**Problem requirements**
Copy whichever lines of the data hold the word "gray".
= Beginning of Section =
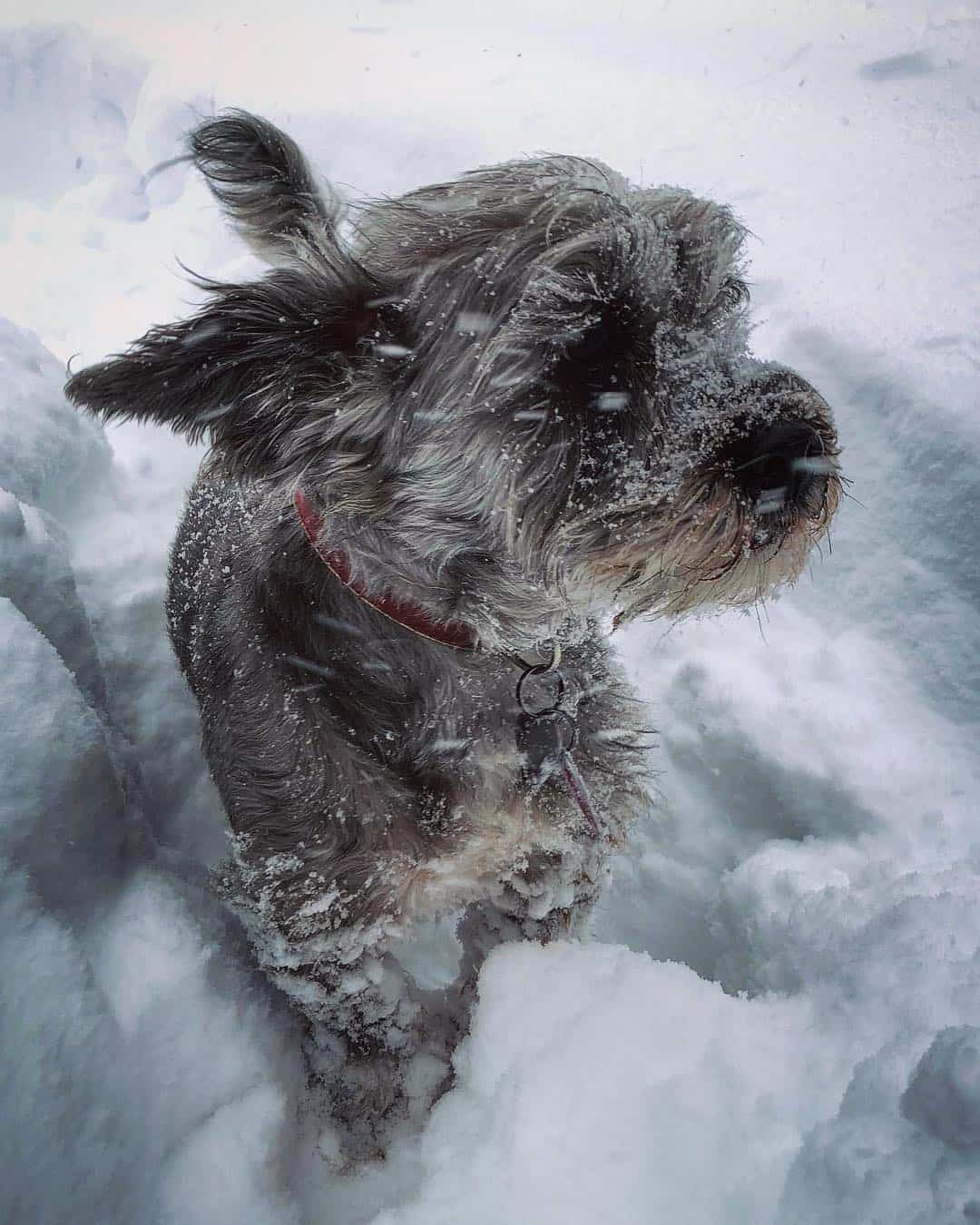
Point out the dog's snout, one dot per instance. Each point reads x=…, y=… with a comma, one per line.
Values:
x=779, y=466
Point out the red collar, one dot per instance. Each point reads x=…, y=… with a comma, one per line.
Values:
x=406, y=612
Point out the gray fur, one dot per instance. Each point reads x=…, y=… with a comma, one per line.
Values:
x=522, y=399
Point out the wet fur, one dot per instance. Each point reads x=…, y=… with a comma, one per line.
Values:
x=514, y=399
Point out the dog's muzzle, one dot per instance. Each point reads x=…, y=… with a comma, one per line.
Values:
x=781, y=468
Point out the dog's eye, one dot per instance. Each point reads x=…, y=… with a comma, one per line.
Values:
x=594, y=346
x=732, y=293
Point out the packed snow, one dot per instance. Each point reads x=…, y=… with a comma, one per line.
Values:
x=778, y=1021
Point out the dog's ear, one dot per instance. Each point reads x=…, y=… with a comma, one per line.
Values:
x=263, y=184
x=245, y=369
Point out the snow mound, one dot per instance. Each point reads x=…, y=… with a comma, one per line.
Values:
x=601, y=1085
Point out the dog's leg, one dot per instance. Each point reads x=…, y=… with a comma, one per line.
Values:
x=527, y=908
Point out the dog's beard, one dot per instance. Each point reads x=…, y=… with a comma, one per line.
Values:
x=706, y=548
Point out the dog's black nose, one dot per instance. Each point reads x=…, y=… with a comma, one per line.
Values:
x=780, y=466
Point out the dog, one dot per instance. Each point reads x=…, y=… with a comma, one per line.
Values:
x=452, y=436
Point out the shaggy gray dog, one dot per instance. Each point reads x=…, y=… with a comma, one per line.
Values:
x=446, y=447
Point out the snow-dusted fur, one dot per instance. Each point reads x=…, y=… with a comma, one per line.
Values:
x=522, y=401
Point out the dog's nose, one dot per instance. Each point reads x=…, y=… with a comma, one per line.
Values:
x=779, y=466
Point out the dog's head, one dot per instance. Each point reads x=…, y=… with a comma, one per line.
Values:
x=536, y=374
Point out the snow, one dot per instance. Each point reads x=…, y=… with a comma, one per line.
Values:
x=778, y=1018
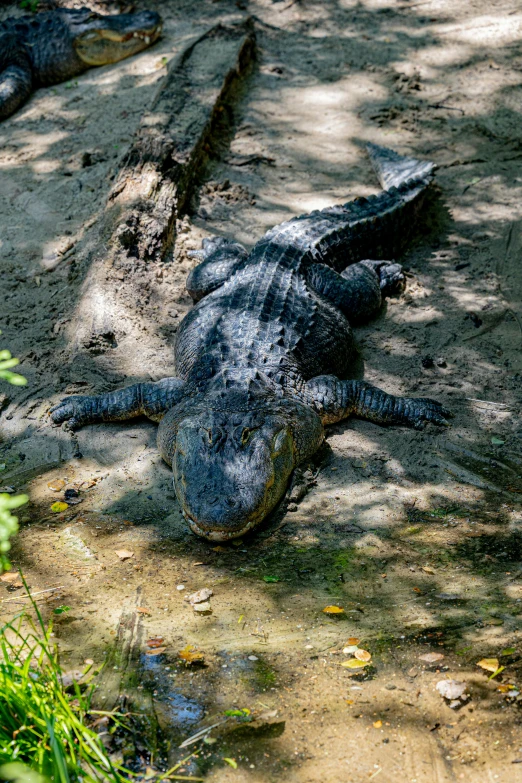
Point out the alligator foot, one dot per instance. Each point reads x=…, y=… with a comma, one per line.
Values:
= End of Section =
**Answer space**
Point out the gray fur, one dot per instance. Each point reads x=…, y=… with a comma, one per line.
Point out the shaggy gray dog, one dot per instance. Each point reads x=…, y=… with a comma, one per line.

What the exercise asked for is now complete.